■ To be done: Only the lines from the one containing "the baseboard, each" through the last line below should be written out, exactly and with both ends kept.

■ Information supplied:
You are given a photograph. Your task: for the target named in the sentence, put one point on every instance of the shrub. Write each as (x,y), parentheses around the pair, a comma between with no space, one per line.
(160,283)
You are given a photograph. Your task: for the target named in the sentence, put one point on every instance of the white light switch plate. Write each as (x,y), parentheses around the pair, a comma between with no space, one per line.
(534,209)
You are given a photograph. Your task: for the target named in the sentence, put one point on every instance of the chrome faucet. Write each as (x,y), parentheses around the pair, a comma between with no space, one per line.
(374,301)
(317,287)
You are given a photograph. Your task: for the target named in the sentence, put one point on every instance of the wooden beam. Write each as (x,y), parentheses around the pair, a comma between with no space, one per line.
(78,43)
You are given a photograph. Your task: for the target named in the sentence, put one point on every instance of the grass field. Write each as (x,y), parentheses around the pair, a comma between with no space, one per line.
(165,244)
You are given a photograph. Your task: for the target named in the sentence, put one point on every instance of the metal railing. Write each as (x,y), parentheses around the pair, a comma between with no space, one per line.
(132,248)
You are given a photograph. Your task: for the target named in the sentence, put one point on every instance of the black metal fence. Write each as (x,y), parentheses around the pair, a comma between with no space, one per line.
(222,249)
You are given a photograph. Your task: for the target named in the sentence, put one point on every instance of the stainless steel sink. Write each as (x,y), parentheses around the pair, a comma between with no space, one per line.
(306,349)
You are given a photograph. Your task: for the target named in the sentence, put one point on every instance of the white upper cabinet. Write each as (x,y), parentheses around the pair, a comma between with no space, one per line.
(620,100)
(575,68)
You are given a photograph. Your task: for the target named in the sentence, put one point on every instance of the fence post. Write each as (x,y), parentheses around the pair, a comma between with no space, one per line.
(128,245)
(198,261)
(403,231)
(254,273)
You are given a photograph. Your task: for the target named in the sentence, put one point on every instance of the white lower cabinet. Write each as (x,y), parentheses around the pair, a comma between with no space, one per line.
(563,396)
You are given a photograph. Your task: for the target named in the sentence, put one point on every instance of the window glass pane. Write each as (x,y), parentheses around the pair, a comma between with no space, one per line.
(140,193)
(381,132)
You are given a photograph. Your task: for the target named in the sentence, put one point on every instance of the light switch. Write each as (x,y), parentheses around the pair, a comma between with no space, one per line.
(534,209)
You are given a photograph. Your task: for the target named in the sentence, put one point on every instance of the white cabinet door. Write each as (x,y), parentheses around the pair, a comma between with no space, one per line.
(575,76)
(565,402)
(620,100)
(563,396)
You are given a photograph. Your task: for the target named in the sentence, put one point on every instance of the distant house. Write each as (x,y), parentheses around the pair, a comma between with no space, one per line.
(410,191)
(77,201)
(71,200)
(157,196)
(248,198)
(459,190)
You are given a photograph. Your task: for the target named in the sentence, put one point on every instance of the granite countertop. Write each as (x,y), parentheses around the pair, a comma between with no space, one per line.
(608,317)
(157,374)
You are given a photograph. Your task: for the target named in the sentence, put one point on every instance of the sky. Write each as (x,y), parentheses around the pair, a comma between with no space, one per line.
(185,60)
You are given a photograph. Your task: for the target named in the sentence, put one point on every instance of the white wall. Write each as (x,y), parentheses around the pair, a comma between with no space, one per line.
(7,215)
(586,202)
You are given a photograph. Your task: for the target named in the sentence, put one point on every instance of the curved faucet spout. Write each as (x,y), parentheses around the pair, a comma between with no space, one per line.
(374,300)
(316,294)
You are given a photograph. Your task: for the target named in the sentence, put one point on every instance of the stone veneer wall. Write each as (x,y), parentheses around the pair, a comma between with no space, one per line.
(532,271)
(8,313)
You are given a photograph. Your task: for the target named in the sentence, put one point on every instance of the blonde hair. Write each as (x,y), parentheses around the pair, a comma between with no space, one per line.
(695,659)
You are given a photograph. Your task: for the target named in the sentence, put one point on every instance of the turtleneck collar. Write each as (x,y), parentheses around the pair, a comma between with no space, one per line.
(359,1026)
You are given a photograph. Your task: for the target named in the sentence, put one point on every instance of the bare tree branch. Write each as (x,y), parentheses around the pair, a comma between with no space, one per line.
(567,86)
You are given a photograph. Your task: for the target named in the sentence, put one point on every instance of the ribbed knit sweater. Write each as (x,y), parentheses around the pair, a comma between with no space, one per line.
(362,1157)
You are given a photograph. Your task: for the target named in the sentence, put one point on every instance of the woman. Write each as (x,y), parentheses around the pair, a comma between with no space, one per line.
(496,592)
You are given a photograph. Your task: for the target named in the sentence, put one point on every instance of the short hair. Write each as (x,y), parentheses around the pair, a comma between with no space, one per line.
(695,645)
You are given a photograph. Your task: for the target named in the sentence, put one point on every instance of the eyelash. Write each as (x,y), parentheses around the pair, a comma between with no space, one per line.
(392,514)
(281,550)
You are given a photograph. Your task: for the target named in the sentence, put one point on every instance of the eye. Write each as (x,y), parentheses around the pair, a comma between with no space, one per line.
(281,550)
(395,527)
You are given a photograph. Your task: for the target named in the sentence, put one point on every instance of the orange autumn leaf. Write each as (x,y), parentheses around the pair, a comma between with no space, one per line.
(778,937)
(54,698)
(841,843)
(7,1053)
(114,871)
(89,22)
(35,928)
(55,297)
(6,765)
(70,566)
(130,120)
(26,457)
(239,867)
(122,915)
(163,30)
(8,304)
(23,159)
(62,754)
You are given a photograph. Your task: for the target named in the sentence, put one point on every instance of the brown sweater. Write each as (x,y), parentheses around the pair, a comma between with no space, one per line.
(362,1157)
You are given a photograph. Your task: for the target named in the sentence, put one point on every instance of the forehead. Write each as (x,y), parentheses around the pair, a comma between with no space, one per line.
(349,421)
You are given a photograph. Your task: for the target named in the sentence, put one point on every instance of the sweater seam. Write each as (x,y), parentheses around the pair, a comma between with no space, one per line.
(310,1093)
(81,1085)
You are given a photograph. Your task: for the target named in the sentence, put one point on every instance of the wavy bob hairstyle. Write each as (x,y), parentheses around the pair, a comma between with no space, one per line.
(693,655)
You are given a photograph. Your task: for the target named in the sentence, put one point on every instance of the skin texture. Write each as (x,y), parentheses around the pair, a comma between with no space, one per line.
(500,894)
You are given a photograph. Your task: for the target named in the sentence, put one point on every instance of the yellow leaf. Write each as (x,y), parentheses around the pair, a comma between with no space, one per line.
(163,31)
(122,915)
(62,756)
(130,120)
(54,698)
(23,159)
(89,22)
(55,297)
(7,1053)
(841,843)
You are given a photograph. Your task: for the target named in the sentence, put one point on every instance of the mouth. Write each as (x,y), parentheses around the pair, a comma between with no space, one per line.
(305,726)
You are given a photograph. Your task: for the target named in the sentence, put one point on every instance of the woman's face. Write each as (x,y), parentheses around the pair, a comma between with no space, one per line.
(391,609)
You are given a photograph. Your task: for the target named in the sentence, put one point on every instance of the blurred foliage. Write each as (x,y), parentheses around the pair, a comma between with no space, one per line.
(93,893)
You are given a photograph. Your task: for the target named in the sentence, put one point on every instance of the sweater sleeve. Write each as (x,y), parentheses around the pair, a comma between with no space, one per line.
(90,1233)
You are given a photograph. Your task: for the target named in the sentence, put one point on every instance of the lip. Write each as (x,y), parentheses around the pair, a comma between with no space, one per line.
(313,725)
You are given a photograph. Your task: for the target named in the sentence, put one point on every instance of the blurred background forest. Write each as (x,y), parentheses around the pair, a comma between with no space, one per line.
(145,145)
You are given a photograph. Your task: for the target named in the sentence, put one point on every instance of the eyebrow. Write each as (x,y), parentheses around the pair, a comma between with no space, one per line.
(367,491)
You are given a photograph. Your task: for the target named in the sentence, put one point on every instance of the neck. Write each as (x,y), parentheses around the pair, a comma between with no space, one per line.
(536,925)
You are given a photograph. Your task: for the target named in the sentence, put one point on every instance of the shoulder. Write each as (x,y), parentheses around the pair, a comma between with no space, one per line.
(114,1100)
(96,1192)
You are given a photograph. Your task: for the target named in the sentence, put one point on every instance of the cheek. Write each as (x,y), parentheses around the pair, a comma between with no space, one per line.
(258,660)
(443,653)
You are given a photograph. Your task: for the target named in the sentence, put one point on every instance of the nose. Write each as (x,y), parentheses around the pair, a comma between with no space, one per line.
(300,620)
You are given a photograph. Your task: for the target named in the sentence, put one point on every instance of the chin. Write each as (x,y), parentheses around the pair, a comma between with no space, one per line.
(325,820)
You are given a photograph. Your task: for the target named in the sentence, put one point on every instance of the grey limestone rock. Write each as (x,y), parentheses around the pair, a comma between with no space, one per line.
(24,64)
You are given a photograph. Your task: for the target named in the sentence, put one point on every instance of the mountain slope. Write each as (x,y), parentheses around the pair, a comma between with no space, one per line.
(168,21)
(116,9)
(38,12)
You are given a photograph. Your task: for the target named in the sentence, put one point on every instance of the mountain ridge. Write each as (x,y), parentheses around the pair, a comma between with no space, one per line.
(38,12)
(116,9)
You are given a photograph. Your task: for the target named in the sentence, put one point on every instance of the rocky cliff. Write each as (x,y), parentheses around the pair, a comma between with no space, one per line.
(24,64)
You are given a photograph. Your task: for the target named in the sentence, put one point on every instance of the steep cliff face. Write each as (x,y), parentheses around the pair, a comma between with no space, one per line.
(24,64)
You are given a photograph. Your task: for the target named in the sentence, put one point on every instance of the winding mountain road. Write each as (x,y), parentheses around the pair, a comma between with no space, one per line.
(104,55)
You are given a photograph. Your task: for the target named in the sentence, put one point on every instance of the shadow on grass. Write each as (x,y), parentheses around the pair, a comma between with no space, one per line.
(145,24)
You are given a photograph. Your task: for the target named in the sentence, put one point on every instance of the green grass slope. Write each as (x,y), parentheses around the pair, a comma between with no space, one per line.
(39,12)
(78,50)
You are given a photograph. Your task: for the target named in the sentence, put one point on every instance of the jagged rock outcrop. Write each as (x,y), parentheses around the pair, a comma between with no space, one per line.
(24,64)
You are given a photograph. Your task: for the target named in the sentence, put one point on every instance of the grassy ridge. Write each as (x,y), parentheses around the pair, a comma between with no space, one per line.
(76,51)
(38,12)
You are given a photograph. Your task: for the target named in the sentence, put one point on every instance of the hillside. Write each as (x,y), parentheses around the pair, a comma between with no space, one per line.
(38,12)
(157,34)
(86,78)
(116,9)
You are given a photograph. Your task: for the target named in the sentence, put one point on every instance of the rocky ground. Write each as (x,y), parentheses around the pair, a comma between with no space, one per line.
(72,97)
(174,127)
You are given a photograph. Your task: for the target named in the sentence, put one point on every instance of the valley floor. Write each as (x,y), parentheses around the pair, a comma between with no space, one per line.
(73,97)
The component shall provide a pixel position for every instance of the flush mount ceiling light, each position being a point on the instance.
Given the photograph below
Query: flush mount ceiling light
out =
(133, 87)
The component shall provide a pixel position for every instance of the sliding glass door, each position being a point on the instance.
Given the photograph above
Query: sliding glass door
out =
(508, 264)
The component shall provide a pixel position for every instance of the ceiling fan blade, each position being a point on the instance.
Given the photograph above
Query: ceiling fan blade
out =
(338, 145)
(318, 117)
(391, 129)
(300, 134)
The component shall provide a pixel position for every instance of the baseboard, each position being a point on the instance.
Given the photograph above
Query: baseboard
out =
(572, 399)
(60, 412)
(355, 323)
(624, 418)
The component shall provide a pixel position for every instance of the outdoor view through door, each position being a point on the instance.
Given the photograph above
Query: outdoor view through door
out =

■ Solution to the exercise:
The component shall provide a pixel position for every instance of the baseboard, each position being a point on the instance.
Given the photograph above
Query: baseboard
out =
(572, 399)
(60, 412)
(355, 323)
(624, 418)
The component shall provide a pixel position for every instance of the outdoor view through door, each position being a point on the instance.
Given the photograph above
Query: outdoor view through door
out =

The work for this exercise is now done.